* _EXERCISE DETAILS_
Set down all of the entries below word for word, with the pictures left out.

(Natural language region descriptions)
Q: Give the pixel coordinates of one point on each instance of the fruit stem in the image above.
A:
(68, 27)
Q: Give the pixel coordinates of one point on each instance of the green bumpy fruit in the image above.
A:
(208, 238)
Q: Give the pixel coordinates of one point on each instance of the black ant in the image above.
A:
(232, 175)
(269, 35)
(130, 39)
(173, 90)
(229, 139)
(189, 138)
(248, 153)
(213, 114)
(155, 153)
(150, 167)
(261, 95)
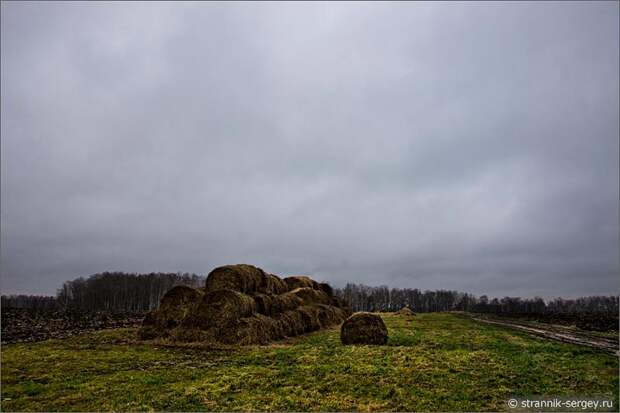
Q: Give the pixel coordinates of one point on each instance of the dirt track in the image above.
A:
(560, 334)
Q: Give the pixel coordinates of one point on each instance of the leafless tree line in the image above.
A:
(136, 293)
(366, 298)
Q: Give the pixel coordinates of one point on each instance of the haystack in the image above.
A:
(363, 328)
(174, 307)
(242, 304)
(405, 311)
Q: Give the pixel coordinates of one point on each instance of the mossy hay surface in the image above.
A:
(364, 328)
(245, 279)
(242, 305)
(405, 311)
(177, 304)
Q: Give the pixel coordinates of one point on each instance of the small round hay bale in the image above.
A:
(221, 308)
(405, 311)
(363, 328)
(300, 281)
(311, 296)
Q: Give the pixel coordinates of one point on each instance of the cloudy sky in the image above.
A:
(433, 145)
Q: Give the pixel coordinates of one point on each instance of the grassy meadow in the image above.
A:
(432, 362)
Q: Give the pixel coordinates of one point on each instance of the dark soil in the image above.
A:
(24, 325)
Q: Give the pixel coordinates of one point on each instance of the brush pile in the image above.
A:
(242, 304)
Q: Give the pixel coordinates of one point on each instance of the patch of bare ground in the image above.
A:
(605, 342)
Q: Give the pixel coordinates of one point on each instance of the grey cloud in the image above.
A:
(432, 145)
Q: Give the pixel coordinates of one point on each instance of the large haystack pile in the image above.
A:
(363, 328)
(405, 311)
(242, 304)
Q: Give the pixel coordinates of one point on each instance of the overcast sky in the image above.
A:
(432, 145)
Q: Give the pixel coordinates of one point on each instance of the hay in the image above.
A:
(245, 279)
(327, 289)
(364, 328)
(220, 308)
(300, 281)
(174, 307)
(244, 305)
(405, 311)
(311, 296)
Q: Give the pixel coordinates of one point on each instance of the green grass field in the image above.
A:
(432, 362)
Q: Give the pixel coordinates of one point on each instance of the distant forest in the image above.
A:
(138, 293)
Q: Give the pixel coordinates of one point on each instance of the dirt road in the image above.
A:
(559, 333)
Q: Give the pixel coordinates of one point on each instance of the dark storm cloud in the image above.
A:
(431, 145)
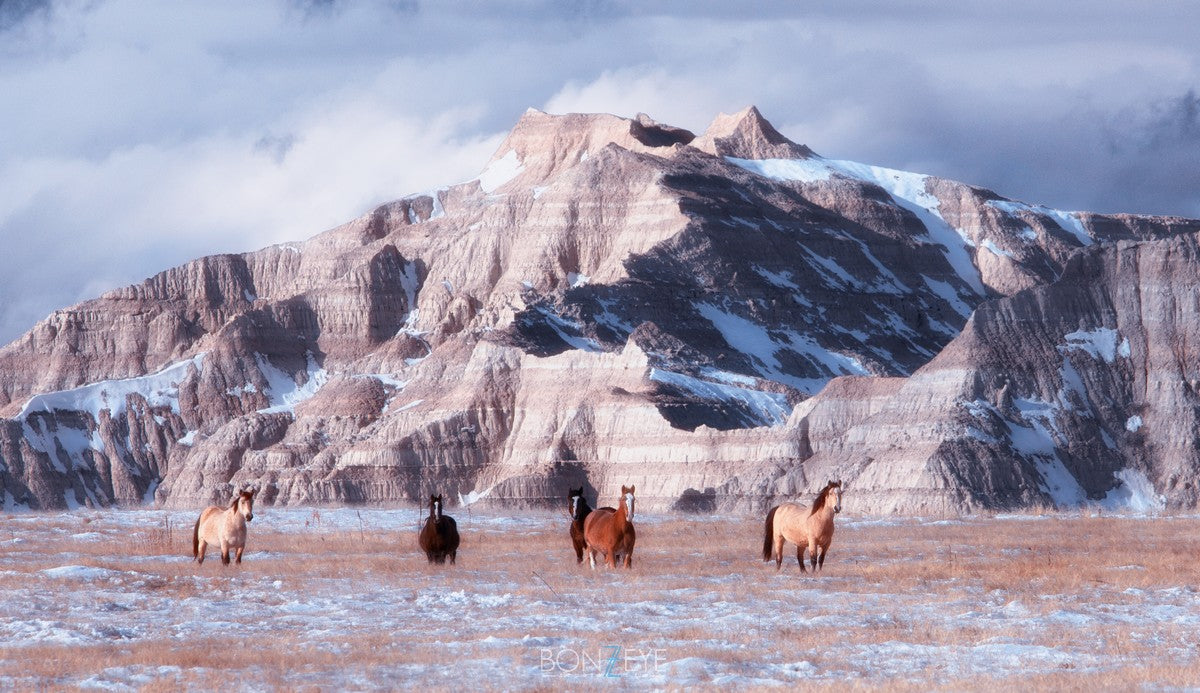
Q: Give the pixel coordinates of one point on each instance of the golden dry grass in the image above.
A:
(1012, 603)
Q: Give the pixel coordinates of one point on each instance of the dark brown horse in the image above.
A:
(439, 536)
(579, 510)
(611, 531)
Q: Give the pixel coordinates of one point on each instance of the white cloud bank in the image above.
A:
(138, 136)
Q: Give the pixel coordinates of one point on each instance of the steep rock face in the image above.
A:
(1080, 391)
(610, 301)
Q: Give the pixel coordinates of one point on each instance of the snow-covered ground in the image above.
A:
(342, 600)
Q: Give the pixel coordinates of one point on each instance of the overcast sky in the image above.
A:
(136, 136)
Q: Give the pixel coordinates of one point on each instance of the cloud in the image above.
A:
(139, 136)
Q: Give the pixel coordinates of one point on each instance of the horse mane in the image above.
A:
(822, 496)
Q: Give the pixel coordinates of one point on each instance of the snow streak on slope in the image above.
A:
(1069, 222)
(283, 390)
(761, 347)
(159, 389)
(909, 191)
(501, 172)
(767, 408)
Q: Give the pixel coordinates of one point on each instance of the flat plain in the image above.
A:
(341, 598)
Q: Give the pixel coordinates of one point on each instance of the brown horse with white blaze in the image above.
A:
(808, 529)
(611, 531)
(225, 526)
(439, 536)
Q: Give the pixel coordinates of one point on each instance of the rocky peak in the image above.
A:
(748, 134)
(543, 144)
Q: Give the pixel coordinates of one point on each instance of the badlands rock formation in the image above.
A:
(723, 319)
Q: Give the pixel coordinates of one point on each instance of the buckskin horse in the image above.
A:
(439, 536)
(225, 528)
(808, 529)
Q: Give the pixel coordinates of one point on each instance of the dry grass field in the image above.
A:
(342, 600)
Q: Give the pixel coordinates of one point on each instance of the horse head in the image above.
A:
(244, 504)
(835, 488)
(574, 502)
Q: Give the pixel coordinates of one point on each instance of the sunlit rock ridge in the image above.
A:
(725, 320)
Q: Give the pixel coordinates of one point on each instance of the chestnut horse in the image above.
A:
(439, 536)
(611, 531)
(225, 528)
(579, 508)
(808, 529)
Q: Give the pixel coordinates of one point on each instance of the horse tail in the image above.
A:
(768, 538)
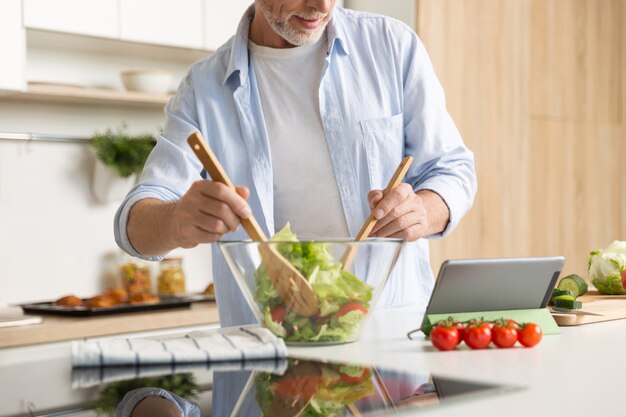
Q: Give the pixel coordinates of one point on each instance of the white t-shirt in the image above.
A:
(305, 188)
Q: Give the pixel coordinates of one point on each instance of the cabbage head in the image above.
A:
(606, 267)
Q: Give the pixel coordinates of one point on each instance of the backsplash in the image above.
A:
(55, 239)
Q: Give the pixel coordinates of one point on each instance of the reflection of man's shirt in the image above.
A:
(379, 100)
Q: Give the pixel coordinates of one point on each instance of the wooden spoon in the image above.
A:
(291, 286)
(348, 255)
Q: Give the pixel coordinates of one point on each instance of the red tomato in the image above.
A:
(444, 337)
(460, 327)
(478, 336)
(355, 379)
(351, 306)
(512, 323)
(504, 335)
(278, 314)
(530, 334)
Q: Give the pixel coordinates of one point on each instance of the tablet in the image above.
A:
(494, 284)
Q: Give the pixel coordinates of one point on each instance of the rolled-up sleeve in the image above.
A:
(171, 167)
(442, 162)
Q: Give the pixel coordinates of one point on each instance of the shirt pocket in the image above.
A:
(383, 139)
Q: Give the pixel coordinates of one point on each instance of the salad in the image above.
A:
(312, 389)
(343, 299)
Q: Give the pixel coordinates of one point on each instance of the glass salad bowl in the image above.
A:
(345, 290)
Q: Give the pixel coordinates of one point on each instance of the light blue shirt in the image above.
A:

* _OUTPUT BELOW_
Q: Give the pixel coordinates of one point on each instance of the fruit stem in the image above.
A:
(68, 27)
Q: Give the pixel coordinates of one point on each instance of the green bumpy fruit in the image above.
A:
(208, 238)
Q: Give the pixel coordinates of one point on each instance of the black ant in the image above.
A:
(232, 175)
(269, 35)
(130, 39)
(173, 90)
(229, 139)
(189, 138)
(248, 153)
(213, 114)
(155, 153)
(150, 167)
(261, 95)
Q: Give the pixel coordinates of one point on each instance of the dirt track in the image above.
A:
(560, 334)
Q: Give the pixel coordinates of one point on each instance of the leafless tree line in the image above.
A:
(136, 293)
(366, 298)
Q: Give the pixel coordinates of one point on each instance of the haystack in the image above.
A:
(363, 328)
(174, 307)
(242, 304)
(405, 311)
Q: Give the pixel coordinates of one point on each instance of the mossy hay surface in the image above.
A:
(364, 328)
(245, 279)
(242, 305)
(405, 311)
(177, 304)
Q: Give the pixel coordinates of one point on each instance of the small round hay bale in the image above.
A:
(221, 308)
(405, 311)
(363, 328)
(300, 281)
(311, 296)
Q: Give the pixel coordinates of one point on each instance of the cloudy sky in the image above.
A:
(433, 145)
Q: Give the pixel coordinates of one point on each instance of the grassy meadow in the image above.
A:
(432, 362)
Q: Give the pixel coordinates of one point on each instance of the dark soil in the image above.
A:
(24, 325)
Q: Give the pixel coordinates of one point on each instance of the brush pile in the image above.
A:
(242, 304)
Q: Give the pixel coordinates of one point on each instance of the patch of bare ground in the image above.
A:
(605, 342)
Q: Give the pixel coordinates of one point on each instance of the grey cloud in the image above.
A:
(432, 145)
Q: Give the pixel coordinates of one point on each instance of the large haystack pile in the image above.
A:
(363, 328)
(405, 311)
(242, 304)
Q: Give the pixel coordinates of one point on each instance of the overcast sky in the image above.
A:
(432, 145)
Q: Give the pixel coordinates of one point on each instance of the hay in the image above.
A:
(245, 279)
(327, 289)
(364, 328)
(220, 308)
(300, 281)
(174, 307)
(244, 305)
(405, 311)
(311, 296)
Q: Give the pixel coordinates of one point on each instance of the green grass field in the image above.
A:
(432, 362)
Q: Give the pixel coordinates of one point on each instance of the distant forest in the image above.
A:
(138, 293)
Q: Give the pixel coordinates of one point on each instance of the dirt road in the image above.
A:
(559, 333)
Q: Give the pixel coordinates of one point on each instance of the dark storm cloud in the image above.
A:
(431, 145)
Q: Give the pixel coordinates of one point on each instance of the golden dry grass in the image above.
A:
(1012, 603)
Q: Give the pixel coordinates of one point on each instance of the dark brown horse in the image above.
A:
(439, 536)
(579, 510)
(611, 531)
Q: Give the pixel coordinates of one point on each instance of the white cloud bank in the image above.
A:
(138, 136)
Q: Give the pixel coordinates of one point on each instance of the steep rock face in the image above.
A:
(1080, 391)
(610, 301)
Q: Give the pixel coordinates of one point on each instance of the snow-covered ground in the image above.
A:
(342, 600)
Q: Give the pixel coordinates of one point on each instance of the overcast sky in the image above.
A:
(136, 136)
Q: Give the pixel coordinates of one point on each instance of the cloud in the image above.
A:
(139, 136)
Q: Give the pixel coordinates of one point on each instance of the horse mane in the image above.
A:
(822, 496)
Q: Give the pixel coordinates of one point on each instance of the snow streak on slope in the image above.
A:
(1069, 222)
(283, 390)
(761, 347)
(159, 389)
(909, 191)
(501, 172)
(767, 408)
Q: Give the pixel coordinates of one point on each instance of the flat plain in the image above.
A:
(341, 598)
Q: Give the pixel coordinates of one point on each instance of the brown horse with white blaze in the image above.
A:
(808, 529)
(611, 531)
(225, 526)
(439, 536)
Q: Give the pixel coordinates of one point on each instance of the rocky peak in the image above.
A:
(748, 134)
(543, 144)
Q: Give the pixel coordinates of one point on each instance of the badlands rock formation in the image above.
A:
(723, 319)
Q: Give the pixel coordinates of one point on each instance of the buckskin horse in the image above.
A:
(439, 536)
(225, 528)
(808, 529)
Q: Give the pixel coordinates of one point on each instance of the dry grass field in the image above.
A:
(342, 600)
Q: Give the pixel coordinates of one point on each instance of the horse head in the image above.
A:
(244, 504)
(835, 488)
(574, 502)
Q: Give the pixel coordinates of one point on each instance of the sunlit rock ridge in the image above.
A:
(725, 320)
Q: Give the pixel coordinates of one point on each instance of the chestnut horse in the image above.
A:
(439, 536)
(611, 531)
(225, 528)
(579, 508)
(808, 529)
Q: Give the pixel coordinates of one point on each instance of the horse tail in the image above.
A:
(768, 538)
Q: Give the pixel coordinates of one point on each instance of the white t-shirt in the image above.
A:
(305, 188)
Q: Give the pixel coordinates of one point on each instance of the cabbage head in the image above.
A:
(606, 267)
Q: Give the pixel coordinates of one point on each instance of the backsplash in the image above.
A:
(55, 239)
Q: Give the pixel coordinates of one point on each instance of the reflection of man's shirt in the image above.
A:
(379, 100)
Q: Give the pixel coordinates of one point on each instance of the wooden spoon in the image above.
A:
(291, 286)
(348, 255)
Q: Give the pixel coordinates of one point on each instance of the red tomato in the image above.
A:
(444, 337)
(460, 327)
(478, 336)
(355, 379)
(351, 306)
(512, 323)
(504, 335)
(278, 314)
(530, 334)
Q: Give the pixel coordinates of one point on each instance of the tablet in the image above.
A:
(494, 284)
Q: Give the pixel coordinates of one point on each instance of the rolled-up sleeve in the image above.
A:
(171, 167)
(442, 162)
Q: Give the pixel coordinates of one point on each instance of the shirt pocket in the image above.
A:
(383, 139)
Q: Give the pixel coordinates of one point on each instance of the salad in the image above.
A:
(312, 389)
(343, 299)
Q: Give the pixel coordinates of one point on each instance of the glass salad bowl in the image above.
A:
(345, 290)
Q: Give the pixel coordinates of one point on each instance of the light blue shirt in the image above.
A:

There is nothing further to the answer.